Instructions to follow =
In the William Adlington Cadbury biography below, list every organization named as one Emmeline was involved in.

Excerpted text =

=-=-=-=-=

English businessman (1867–1957)

William Adlington Cadbury (17 February 1867 – 8 July 1957), was an English businessman affiliated with his family company, Cadbury, which his grandfather, John Cadbury had founded. He was Lord Mayor of Birmingham from 1919 to 1921.

He was born in Edgbaston and educated at Quaker schools. He began working at Cadbury in 1887. In 1905, he commissioned the first Cadbury logo. In 1921, the Cadbury script logo was introduced, based on William Cadbury's signature.
Wealthy, but plain-living, he subsidized The West African Mail newspaper publication written by E. D. Morel. (see p. 213 of King Leopold’s Ghost by Adam Hochschild).

He met his future wife Emmeline Hannah Wilson in 1889 when she was six years old. She was the daughter of his stepmother's brother and her parents were Quaker Missionaries.

Three years later, after exchanging letters and gifts, he resolved to ask her father for her hand in marriage once she turned eighteen. She was nine years old. He was twenty five. They married in 1902 after she completed finishing school and between 1903-1915 they had six children. Together they pursued various charitable endeavours including creating the Trident Trust in 1911 and later the W.A. Cadbury Trust in 1923.

Emmeline became a magistrate in 1934. She was involved in several women's organisations including the Girl Guides Association, as President of the Birmingham Branch of the National Council of Women of Great Britain, Vice President of the Royal College of Nursing 1952-1966 and an Officer of the Order of St John of Jerusalem.

=-=-=-=-=

Provided material =
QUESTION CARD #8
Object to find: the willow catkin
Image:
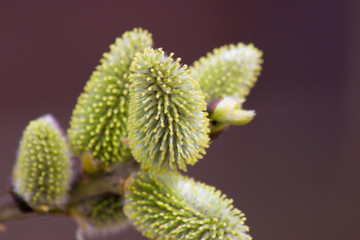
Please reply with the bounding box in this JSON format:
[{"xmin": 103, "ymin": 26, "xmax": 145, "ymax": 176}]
[
  {"xmin": 190, "ymin": 43, "xmax": 262, "ymax": 102},
  {"xmin": 129, "ymin": 48, "xmax": 209, "ymax": 171},
  {"xmin": 68, "ymin": 29, "xmax": 152, "ymax": 169},
  {"xmin": 125, "ymin": 172, "xmax": 251, "ymax": 240},
  {"xmin": 13, "ymin": 115, "xmax": 71, "ymax": 211}
]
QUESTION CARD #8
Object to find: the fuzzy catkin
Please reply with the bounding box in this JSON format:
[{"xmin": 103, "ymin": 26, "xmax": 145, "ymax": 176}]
[
  {"xmin": 125, "ymin": 172, "xmax": 251, "ymax": 240},
  {"xmin": 13, "ymin": 115, "xmax": 71, "ymax": 211},
  {"xmin": 70, "ymin": 193, "xmax": 128, "ymax": 237},
  {"xmin": 129, "ymin": 48, "xmax": 209, "ymax": 171},
  {"xmin": 68, "ymin": 29, "xmax": 152, "ymax": 169},
  {"xmin": 190, "ymin": 43, "xmax": 262, "ymax": 102}
]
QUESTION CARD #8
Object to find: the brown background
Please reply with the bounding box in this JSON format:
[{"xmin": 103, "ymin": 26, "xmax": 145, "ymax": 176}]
[{"xmin": 0, "ymin": 0, "xmax": 360, "ymax": 240}]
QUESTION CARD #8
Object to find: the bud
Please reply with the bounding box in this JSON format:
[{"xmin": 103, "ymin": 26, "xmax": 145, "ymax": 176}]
[
  {"xmin": 209, "ymin": 97, "xmax": 255, "ymax": 125},
  {"xmin": 129, "ymin": 48, "xmax": 209, "ymax": 171},
  {"xmin": 125, "ymin": 172, "xmax": 251, "ymax": 240},
  {"xmin": 190, "ymin": 43, "xmax": 262, "ymax": 102},
  {"xmin": 68, "ymin": 29, "xmax": 152, "ymax": 169},
  {"xmin": 12, "ymin": 115, "xmax": 71, "ymax": 212}
]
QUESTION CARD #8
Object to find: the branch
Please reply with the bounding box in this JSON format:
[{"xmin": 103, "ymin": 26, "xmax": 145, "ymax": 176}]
[{"xmin": 0, "ymin": 160, "xmax": 138, "ymax": 227}]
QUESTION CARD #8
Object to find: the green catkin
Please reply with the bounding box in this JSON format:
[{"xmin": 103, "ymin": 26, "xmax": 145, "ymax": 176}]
[
  {"xmin": 125, "ymin": 172, "xmax": 252, "ymax": 240},
  {"xmin": 13, "ymin": 115, "xmax": 71, "ymax": 211},
  {"xmin": 129, "ymin": 48, "xmax": 209, "ymax": 171},
  {"xmin": 68, "ymin": 28, "xmax": 152, "ymax": 169},
  {"xmin": 70, "ymin": 193, "xmax": 128, "ymax": 237},
  {"xmin": 190, "ymin": 43, "xmax": 262, "ymax": 102}
]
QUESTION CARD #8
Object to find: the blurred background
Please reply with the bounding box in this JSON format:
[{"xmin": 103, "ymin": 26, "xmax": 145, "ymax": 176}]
[{"xmin": 0, "ymin": 0, "xmax": 360, "ymax": 240}]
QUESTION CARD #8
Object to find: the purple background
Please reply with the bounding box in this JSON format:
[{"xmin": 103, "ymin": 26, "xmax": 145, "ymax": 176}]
[{"xmin": 0, "ymin": 0, "xmax": 360, "ymax": 240}]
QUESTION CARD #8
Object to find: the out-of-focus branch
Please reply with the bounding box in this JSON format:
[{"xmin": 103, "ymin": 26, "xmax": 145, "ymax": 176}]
[{"xmin": 0, "ymin": 160, "xmax": 138, "ymax": 228}]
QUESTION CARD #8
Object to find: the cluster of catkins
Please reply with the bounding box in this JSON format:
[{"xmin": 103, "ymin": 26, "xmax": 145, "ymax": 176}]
[{"xmin": 12, "ymin": 29, "xmax": 262, "ymax": 240}]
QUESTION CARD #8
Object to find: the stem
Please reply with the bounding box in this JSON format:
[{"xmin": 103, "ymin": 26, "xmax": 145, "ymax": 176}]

=-=-=-=-=

Final answer =
- Girl Guides Association
- National Council of Women of Great Britain (Birmingham Branch)
- Royal College of Nursing
- Order of St John of Jerusalem